Your reply should contain every record, restated word for word.

......

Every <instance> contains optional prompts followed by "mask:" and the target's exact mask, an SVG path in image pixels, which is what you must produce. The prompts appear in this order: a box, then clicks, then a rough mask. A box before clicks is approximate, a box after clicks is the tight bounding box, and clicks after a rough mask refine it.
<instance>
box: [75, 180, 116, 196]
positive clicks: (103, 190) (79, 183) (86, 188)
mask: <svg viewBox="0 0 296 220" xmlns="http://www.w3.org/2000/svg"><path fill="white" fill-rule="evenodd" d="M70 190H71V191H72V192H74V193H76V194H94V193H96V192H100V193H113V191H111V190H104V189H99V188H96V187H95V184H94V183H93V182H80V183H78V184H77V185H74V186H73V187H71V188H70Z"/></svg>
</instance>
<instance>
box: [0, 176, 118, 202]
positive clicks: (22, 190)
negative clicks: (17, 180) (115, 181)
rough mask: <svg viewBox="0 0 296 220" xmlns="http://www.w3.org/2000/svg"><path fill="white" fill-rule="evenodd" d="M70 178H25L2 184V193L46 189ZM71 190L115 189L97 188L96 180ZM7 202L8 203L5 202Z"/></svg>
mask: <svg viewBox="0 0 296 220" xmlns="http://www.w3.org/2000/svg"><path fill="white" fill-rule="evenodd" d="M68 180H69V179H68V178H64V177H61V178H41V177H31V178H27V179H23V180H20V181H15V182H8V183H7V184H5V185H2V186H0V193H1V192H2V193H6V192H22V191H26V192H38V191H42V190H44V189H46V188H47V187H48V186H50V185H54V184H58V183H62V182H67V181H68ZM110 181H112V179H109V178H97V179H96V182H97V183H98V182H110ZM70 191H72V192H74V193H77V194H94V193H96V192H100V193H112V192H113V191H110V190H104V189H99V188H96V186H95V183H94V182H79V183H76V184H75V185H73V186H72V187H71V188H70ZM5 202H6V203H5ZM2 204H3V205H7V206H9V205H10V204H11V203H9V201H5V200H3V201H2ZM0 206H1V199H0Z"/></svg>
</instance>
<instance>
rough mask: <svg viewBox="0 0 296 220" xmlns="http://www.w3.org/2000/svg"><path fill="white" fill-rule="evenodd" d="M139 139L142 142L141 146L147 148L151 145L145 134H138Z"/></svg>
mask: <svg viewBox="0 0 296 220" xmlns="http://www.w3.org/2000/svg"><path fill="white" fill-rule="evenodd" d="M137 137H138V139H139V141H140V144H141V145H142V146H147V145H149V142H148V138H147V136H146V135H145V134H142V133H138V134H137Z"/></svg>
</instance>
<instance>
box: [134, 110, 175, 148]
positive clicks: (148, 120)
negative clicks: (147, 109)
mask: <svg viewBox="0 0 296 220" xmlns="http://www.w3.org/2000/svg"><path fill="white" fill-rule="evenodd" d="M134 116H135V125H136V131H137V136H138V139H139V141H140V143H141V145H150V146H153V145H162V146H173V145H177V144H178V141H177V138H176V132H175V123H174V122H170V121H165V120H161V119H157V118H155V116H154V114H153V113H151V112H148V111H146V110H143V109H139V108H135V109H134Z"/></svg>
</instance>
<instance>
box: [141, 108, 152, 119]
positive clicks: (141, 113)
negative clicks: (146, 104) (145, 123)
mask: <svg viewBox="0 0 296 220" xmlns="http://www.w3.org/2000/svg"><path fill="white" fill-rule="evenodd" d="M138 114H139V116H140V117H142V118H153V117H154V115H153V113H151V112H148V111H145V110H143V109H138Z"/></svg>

......

- **Finished exercise**:
Every <instance> contains optional prompts followed by "mask:" and the target's exact mask, an SVG path in image pixels, which is what you must produce. The prompts appear in this order: a box, then clicks, then a rough mask. A box before clicks is approximate, a box after clicks is the tight bounding box, and clicks after a rough mask refine it.
<instance>
box: [75, 180, 116, 196]
positive clicks: (103, 190) (79, 183) (86, 188)
mask: <svg viewBox="0 0 296 220" xmlns="http://www.w3.org/2000/svg"><path fill="white" fill-rule="evenodd" d="M70 190H71V191H72V192H74V193H76V194H94V193H96V192H100V193H113V191H111V190H104V189H99V188H96V187H95V184H94V183H93V182H80V183H78V184H77V185H74V186H73V187H71V188H70Z"/></svg>
</instance>
<instance>
box: [0, 176, 118, 202]
positive clicks: (22, 190)
negative clicks: (17, 180) (115, 181)
rough mask: <svg viewBox="0 0 296 220" xmlns="http://www.w3.org/2000/svg"><path fill="white" fill-rule="evenodd" d="M70 178H25L2 184V193L46 189ZM71 190L115 189L97 188L96 180ZM7 202L8 203L5 202Z"/></svg>
mask: <svg viewBox="0 0 296 220" xmlns="http://www.w3.org/2000/svg"><path fill="white" fill-rule="evenodd" d="M68 180H69V179H68V178H64V177H61V178H41V177H31V178H27V179H23V180H20V181H15V182H8V183H7V184H5V185H2V186H0V193H1V192H2V193H6V192H22V191H26V192H38V191H42V190H44V189H46V188H47V187H48V186H50V185H54V184H58V183H62V182H67V181H68ZM110 181H112V179H109V178H97V179H96V182H97V183H98V182H110ZM70 191H72V192H74V193H77V194H94V193H96V192H100V193H112V192H113V191H110V190H104V189H99V188H96V186H95V183H94V182H79V183H76V184H75V185H73V186H72V187H71V188H70ZM5 202H6V203H5ZM2 204H3V205H7V206H9V205H10V204H11V203H9V201H5V200H3V201H2ZM0 206H1V199H0Z"/></svg>
</instance>
<instance>
rough mask: <svg viewBox="0 0 296 220" xmlns="http://www.w3.org/2000/svg"><path fill="white" fill-rule="evenodd" d="M139 139L142 142L141 146L147 148L151 145L145 134H138Z"/></svg>
mask: <svg viewBox="0 0 296 220" xmlns="http://www.w3.org/2000/svg"><path fill="white" fill-rule="evenodd" d="M137 137H138V139H139V141H140V144H141V145H142V146H147V145H149V142H148V138H147V136H146V135H145V134H142V133H138V134H137Z"/></svg>
</instance>
<instance>
box: [134, 110, 175, 148]
positive clicks: (148, 120)
negative clicks: (147, 109)
mask: <svg viewBox="0 0 296 220" xmlns="http://www.w3.org/2000/svg"><path fill="white" fill-rule="evenodd" d="M134 116H135V125H136V131H137V136H138V139H139V141H140V143H141V145H150V146H153V145H162V146H173V145H177V144H178V141H177V138H176V132H175V123H174V122H170V121H165V120H161V119H157V118H155V116H154V114H153V113H151V112H148V111H146V110H143V109H139V108H135V109H134Z"/></svg>
</instance>
<instance>
box: [141, 108, 152, 119]
positive clicks: (141, 113)
negative clicks: (146, 104) (145, 123)
mask: <svg viewBox="0 0 296 220" xmlns="http://www.w3.org/2000/svg"><path fill="white" fill-rule="evenodd" d="M138 114H139V116H140V117H142V118H153V117H154V115H153V113H151V112H148V111H145V110H143V109H138Z"/></svg>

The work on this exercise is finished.